Start of Block
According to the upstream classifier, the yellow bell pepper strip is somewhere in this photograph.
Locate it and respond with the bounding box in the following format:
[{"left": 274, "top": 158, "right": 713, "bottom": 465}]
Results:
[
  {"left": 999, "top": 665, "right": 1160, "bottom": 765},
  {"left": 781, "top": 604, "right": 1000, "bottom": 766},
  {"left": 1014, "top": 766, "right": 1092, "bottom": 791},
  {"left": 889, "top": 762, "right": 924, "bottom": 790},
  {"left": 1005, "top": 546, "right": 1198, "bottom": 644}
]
End of Block
● WHAT IS NEEDED
When you retype the entries above, keep every line identical to the source.

● OUTPUT OF THE TASK
According to the upstream classifier, the yellow bell pepper strip is somewhere in this photograph.
Locate it and respond with the bounding box in the following format:
[{"left": 274, "top": 158, "right": 713, "bottom": 465}]
Results:
[
  {"left": 999, "top": 665, "right": 1160, "bottom": 765},
  {"left": 781, "top": 604, "right": 1000, "bottom": 766},
  {"left": 1014, "top": 766, "right": 1092, "bottom": 791},
  {"left": 889, "top": 762, "right": 924, "bottom": 790},
  {"left": 1005, "top": 546, "right": 1198, "bottom": 644}
]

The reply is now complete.